» **SOURCE**
* START *
[cfe-dev] Setting breakpoints before assignments or calls

Thu Aug 23 15:55:46 PDT 2018

> On Aug 23, 2018, at 2:53 PM, David Blaikie <dblaikie at gmail.com> wrote:
> 
> 
> 
> On Thu, Aug 23, 2018 at 2:35 PM Jim Ingham <jingham at apple.com> wrote:
> 
> 
> > On Aug 23, 2018, at 2:12 PM, David Blaikie <dblaikie at gmail.com> wrote:
> > 
> > 
> > 
> > On Thu, Aug 23, 2018 at 2:03 PM Jim Ingham <jingham at apple.com> wrote:
> > I'm not sure we always want to have the debugger ignore the inter-line line-table entries for complex expressions.  In a case like:
> > 
> > 1:     x = foo(5,
> > 2:           bar(),
> > 3:           baz()
> > 4:           after_baz());
> > 
> > if I want to step into "baz()", it's convenient to break on the line 3 and do a step-in.  If we move to the is_stmt line and that's somewhere at the beginning of the function call, then that effort will be thwarted.
* END *
» **WHAT TO WORK ON**
List every function name called in the numbered code example of the debugger thread. The data after this debugger thread comes from a different source.

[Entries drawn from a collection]
* START *
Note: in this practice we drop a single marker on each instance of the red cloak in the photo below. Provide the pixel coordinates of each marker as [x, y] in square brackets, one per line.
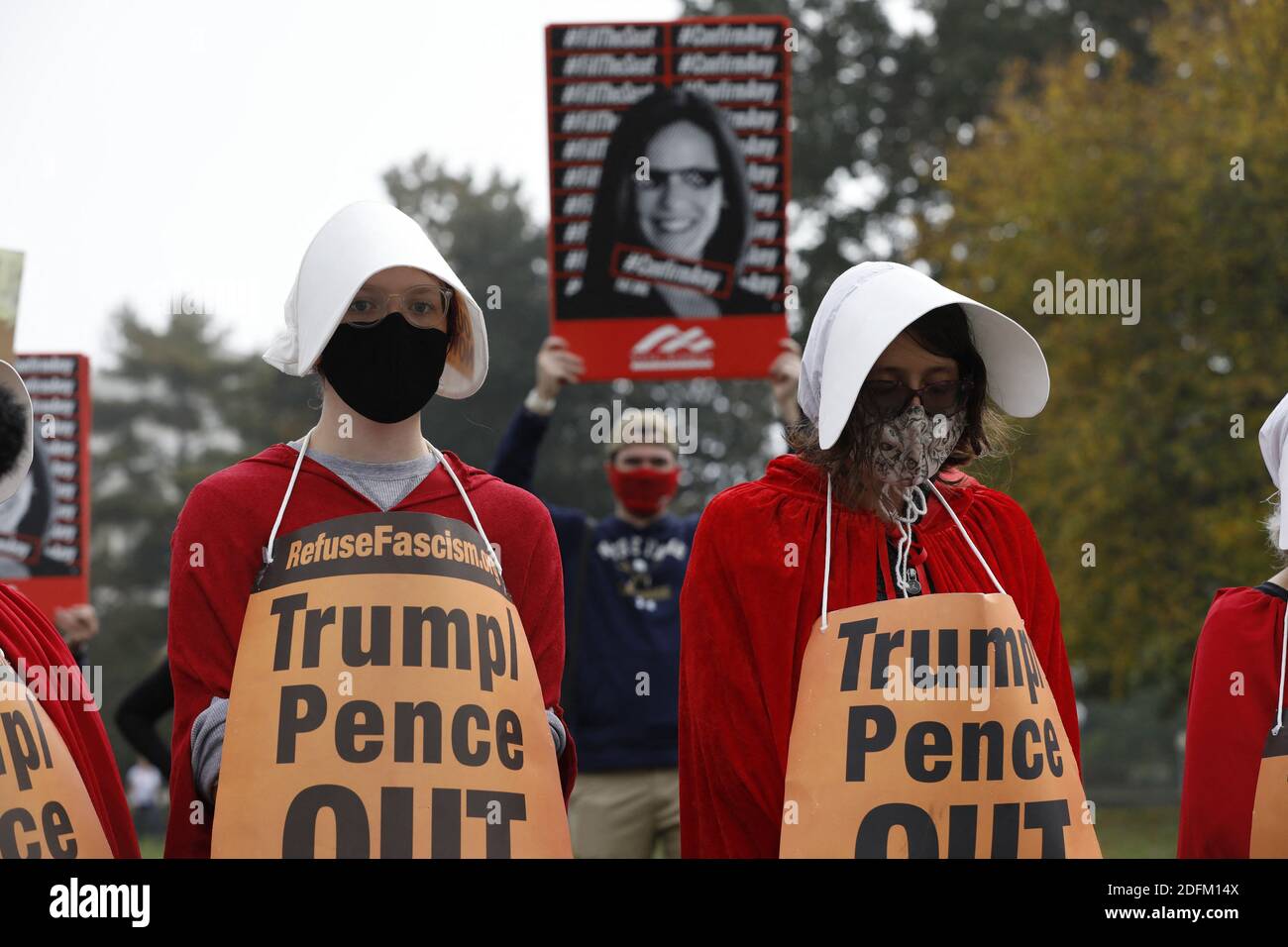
[1227, 727]
[746, 618]
[232, 512]
[26, 634]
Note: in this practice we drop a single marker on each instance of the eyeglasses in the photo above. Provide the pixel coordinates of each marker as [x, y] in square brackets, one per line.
[694, 178]
[424, 307]
[889, 398]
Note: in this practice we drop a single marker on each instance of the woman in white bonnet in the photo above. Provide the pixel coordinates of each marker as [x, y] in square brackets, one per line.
[386, 325]
[1236, 686]
[896, 384]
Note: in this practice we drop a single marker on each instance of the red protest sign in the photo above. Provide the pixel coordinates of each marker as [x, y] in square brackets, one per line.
[44, 526]
[669, 187]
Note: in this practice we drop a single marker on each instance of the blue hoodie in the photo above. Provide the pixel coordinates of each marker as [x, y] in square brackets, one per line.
[621, 618]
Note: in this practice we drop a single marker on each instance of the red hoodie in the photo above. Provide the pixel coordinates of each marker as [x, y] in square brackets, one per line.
[27, 634]
[743, 612]
[232, 512]
[1228, 727]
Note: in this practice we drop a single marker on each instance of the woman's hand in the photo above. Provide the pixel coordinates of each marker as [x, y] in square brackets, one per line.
[76, 624]
[557, 367]
[784, 377]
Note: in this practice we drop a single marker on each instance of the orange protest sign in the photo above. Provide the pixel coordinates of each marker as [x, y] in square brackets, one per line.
[385, 703]
[925, 728]
[1270, 805]
[46, 810]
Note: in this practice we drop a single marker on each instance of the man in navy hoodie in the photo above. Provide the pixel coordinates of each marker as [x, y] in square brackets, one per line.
[622, 579]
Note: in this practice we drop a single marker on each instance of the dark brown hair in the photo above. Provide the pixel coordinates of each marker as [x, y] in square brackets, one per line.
[943, 331]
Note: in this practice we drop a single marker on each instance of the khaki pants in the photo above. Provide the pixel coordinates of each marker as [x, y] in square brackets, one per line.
[625, 813]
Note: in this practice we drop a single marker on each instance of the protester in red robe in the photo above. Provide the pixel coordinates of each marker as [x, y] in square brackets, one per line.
[382, 348]
[1235, 686]
[888, 350]
[29, 641]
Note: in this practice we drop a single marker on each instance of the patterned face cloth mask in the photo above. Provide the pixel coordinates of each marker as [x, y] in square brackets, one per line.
[910, 449]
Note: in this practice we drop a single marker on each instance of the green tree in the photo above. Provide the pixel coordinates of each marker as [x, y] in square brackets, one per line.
[1177, 183]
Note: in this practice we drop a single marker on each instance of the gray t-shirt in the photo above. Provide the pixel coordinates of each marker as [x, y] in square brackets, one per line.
[385, 484]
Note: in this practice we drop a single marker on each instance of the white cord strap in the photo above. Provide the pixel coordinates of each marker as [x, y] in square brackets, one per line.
[827, 552]
[912, 512]
[966, 535]
[281, 510]
[475, 515]
[1283, 657]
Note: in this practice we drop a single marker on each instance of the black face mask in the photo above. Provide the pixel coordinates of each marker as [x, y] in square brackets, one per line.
[385, 372]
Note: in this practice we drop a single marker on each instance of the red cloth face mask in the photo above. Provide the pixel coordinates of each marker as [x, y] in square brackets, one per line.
[643, 491]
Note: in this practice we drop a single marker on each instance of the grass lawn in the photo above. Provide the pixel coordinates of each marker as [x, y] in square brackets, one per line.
[1144, 831]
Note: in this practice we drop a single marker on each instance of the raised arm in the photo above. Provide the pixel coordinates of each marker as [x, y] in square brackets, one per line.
[516, 455]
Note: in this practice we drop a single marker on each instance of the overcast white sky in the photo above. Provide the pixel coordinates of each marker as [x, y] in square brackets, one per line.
[153, 147]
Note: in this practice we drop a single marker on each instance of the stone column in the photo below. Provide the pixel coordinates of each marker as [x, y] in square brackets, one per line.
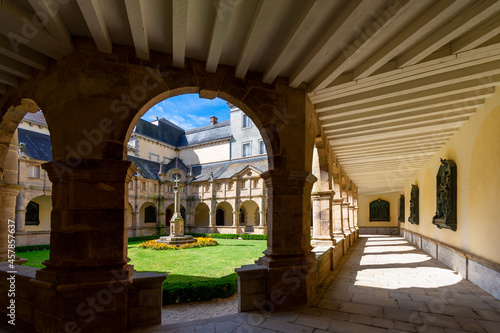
[84, 285]
[20, 212]
[322, 218]
[338, 230]
[8, 194]
[284, 274]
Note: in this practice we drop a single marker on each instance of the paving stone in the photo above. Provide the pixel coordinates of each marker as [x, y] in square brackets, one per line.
[286, 327]
[490, 326]
[470, 325]
[403, 326]
[313, 321]
[434, 319]
[370, 310]
[488, 314]
[335, 315]
[345, 326]
[360, 319]
[402, 315]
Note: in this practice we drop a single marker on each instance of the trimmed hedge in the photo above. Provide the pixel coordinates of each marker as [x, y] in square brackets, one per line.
[200, 290]
[145, 238]
[253, 237]
[27, 248]
[224, 236]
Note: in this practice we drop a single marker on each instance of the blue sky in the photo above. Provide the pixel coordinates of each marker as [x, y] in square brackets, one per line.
[189, 111]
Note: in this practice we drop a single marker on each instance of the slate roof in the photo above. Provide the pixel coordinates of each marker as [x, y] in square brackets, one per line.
[165, 131]
[175, 136]
[228, 169]
[149, 169]
[36, 117]
[221, 170]
[38, 146]
[176, 163]
[207, 133]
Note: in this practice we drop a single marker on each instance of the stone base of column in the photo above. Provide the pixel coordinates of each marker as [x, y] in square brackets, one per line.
[82, 307]
[323, 241]
[273, 289]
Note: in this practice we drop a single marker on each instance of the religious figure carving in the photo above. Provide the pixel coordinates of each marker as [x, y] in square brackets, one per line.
[413, 218]
[446, 196]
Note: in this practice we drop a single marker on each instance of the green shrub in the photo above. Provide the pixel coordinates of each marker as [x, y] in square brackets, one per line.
[196, 234]
[32, 248]
[145, 238]
[224, 236]
[253, 237]
[200, 290]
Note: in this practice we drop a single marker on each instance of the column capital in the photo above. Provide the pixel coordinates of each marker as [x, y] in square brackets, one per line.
[9, 189]
[325, 193]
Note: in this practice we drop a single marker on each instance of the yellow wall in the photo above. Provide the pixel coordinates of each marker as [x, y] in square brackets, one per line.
[45, 207]
[475, 148]
[364, 209]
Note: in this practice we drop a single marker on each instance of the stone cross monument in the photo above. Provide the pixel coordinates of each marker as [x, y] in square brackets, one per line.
[177, 236]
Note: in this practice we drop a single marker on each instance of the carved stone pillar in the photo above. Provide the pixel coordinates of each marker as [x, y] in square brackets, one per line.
[84, 285]
[8, 194]
[287, 266]
[338, 230]
[322, 218]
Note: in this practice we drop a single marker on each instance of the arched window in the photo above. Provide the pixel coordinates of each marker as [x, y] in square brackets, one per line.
[242, 216]
[150, 214]
[32, 214]
[219, 217]
[380, 210]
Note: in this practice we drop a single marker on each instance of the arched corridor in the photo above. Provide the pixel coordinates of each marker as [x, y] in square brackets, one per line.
[383, 284]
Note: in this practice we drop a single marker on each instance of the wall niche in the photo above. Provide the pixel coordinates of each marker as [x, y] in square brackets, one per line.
[413, 218]
[446, 196]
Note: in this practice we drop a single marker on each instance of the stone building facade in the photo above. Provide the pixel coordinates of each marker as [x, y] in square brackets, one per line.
[222, 189]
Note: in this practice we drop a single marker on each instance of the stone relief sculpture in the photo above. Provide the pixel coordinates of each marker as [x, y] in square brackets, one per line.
[380, 210]
[446, 196]
[413, 218]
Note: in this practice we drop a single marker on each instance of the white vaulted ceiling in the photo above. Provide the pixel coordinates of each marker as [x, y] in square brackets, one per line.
[390, 80]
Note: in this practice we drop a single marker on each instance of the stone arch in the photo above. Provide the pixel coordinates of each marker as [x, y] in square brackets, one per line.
[8, 126]
[252, 217]
[228, 212]
[143, 212]
[202, 215]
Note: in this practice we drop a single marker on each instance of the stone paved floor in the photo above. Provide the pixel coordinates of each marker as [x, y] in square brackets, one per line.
[384, 284]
* END *
» **ANSWER FOR THIS EXERCISE**
foo, bar, baz, after_baz